*** Opening Data under study ***

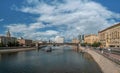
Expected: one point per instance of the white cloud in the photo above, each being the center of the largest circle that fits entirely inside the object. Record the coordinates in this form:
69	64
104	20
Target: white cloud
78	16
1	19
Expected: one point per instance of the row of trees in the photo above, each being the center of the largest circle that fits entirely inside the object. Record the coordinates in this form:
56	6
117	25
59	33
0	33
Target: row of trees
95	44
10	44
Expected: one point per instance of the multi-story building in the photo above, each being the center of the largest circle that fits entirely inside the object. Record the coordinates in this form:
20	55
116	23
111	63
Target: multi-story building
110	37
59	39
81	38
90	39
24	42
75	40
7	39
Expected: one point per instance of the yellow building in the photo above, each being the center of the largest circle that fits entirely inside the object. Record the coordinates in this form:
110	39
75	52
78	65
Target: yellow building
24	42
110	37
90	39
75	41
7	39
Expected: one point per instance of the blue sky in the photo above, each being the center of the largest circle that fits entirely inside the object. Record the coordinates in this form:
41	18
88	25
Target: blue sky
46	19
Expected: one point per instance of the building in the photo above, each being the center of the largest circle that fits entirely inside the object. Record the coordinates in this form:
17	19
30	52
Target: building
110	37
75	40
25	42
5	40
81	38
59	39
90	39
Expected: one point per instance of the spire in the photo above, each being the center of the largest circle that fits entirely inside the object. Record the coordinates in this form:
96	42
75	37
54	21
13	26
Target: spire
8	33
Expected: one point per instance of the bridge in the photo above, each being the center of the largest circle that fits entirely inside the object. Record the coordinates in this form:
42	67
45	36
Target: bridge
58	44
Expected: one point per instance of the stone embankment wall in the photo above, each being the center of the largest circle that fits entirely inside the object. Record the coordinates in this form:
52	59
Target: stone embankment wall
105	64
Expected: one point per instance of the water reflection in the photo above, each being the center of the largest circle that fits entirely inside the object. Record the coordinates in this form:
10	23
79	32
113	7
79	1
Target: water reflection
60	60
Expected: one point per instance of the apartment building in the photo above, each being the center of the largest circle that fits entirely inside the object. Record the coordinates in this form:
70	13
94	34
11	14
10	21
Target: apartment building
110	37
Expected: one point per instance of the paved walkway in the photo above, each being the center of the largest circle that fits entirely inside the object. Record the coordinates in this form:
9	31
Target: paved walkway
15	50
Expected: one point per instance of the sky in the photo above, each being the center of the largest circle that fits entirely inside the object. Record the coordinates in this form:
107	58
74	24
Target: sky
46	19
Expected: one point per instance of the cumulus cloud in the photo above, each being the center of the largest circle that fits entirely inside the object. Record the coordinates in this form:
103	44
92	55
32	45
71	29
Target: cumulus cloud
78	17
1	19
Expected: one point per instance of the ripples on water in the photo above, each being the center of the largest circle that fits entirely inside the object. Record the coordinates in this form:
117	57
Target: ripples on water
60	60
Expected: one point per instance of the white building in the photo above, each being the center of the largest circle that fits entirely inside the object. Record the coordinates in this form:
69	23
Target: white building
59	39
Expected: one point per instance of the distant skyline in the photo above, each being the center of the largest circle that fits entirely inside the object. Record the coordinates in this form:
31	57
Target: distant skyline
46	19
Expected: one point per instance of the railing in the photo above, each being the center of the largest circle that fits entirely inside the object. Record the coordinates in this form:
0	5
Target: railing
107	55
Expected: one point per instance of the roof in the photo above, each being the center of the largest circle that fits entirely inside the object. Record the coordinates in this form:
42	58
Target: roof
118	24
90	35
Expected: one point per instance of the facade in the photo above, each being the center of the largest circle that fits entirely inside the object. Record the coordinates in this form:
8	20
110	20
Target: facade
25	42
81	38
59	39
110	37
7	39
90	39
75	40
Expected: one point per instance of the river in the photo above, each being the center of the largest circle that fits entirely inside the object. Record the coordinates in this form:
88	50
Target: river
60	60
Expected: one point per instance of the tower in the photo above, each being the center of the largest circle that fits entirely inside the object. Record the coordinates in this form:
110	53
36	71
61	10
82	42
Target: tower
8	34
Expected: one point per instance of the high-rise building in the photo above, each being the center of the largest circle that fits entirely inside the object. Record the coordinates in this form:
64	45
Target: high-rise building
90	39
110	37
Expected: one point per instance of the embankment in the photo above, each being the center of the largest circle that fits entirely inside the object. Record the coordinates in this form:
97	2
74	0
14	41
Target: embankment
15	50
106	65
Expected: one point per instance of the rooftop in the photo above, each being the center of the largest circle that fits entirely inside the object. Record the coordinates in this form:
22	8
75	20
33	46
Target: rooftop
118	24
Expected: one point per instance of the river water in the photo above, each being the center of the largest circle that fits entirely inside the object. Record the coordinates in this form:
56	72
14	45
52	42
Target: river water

*** Closing Data under study ***
*** Opening Data under study ***

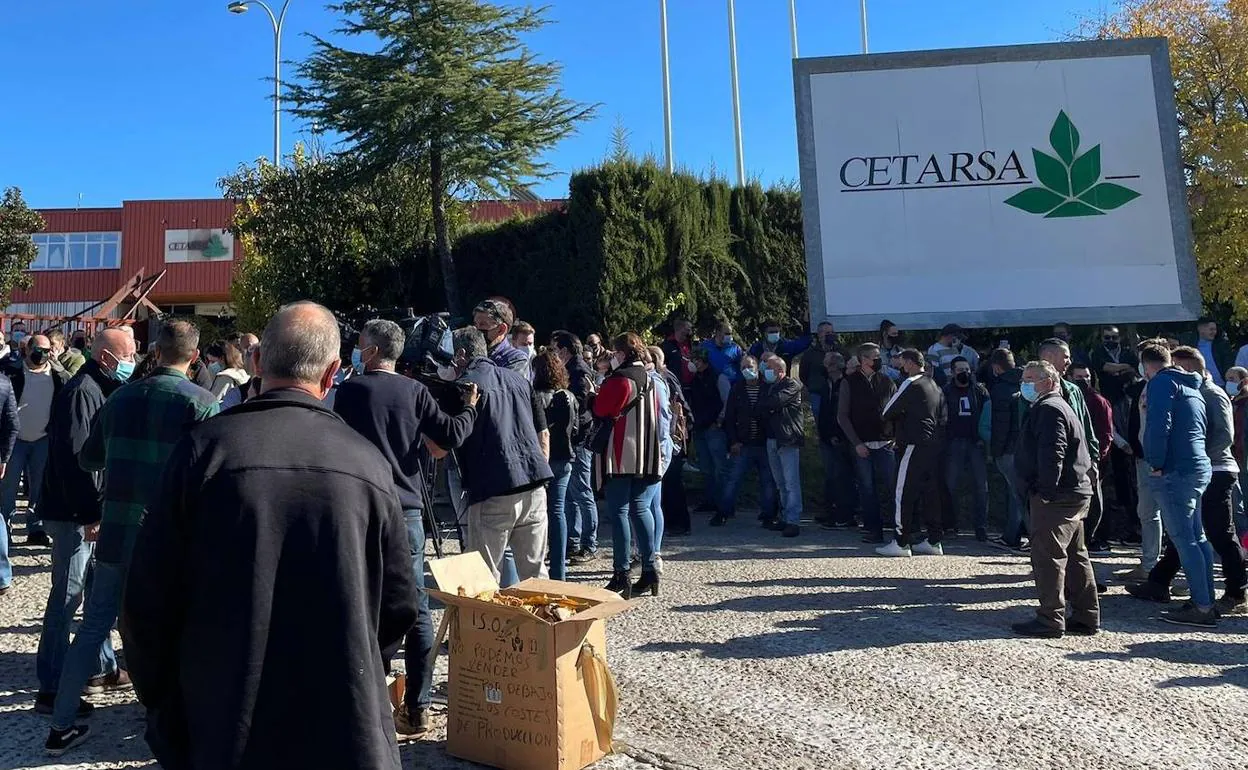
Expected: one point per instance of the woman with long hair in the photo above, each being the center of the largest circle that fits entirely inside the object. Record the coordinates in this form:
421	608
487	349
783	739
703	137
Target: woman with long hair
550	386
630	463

*** Closing Data under study ***

• [Work task]: In the entries above, find the line holding "Target: apartment building" and the line holding "Expected: one point per instance of the cumulus"; print both of them and every line between, exactly, and nothing else.

• [Finished exercise]:
Target: apartment building
110	37
Expected: one point per instance of the paved walkway in the photo above, each being the center of the largest circle that fits entirely inside the object. Record the coordinates in this form:
9	31
Target: paved walkway
15	50
Expected: one point per instance of the sky in the photo above, each being the center of the largest circle that fits entirely inside the object. Record the coordinates in this form:
107	58
74	24
Target: sky
46	19
Expected: one point per instance of the cumulus cloud in the photo above, each being the center of the largest circle that fits entirely inside the object. Record the coordinates in this form:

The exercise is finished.